- **Required action**
Include only the line with "Query: black cable" and the lines after it, each reproduced exactly as it stands in the entries below.

Natural-language object grounding data

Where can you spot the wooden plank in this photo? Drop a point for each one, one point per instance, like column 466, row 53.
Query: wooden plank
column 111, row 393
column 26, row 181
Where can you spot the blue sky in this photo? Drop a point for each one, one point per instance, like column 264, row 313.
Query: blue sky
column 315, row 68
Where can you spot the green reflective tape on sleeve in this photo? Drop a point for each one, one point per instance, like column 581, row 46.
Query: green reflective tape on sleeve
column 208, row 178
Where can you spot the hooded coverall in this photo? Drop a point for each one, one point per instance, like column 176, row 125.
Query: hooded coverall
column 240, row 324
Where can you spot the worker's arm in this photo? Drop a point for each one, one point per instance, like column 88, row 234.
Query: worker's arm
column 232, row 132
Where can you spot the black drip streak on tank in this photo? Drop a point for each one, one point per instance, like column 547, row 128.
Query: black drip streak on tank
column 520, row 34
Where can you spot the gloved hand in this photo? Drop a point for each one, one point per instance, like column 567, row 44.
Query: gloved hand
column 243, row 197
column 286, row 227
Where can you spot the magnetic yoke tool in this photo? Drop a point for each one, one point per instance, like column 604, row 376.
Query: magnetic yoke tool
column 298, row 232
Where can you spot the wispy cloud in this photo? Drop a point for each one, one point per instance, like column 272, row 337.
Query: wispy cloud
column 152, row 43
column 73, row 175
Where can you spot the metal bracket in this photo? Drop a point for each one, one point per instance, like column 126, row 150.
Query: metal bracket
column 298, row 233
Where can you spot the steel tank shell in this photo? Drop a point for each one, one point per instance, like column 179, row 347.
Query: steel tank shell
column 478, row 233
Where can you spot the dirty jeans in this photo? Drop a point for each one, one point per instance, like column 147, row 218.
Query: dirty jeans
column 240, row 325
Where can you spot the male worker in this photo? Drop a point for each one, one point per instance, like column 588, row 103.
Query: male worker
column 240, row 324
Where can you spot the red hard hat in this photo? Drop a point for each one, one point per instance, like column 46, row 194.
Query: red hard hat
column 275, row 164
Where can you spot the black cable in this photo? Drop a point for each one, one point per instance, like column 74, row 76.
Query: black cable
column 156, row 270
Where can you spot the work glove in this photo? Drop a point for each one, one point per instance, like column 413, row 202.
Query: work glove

- **Exercise result**
Query: black cable
column 156, row 270
Where can you spot the work glove in this photo? Drop a point for each one, one point per instance, like column 413, row 202.
Query: work glove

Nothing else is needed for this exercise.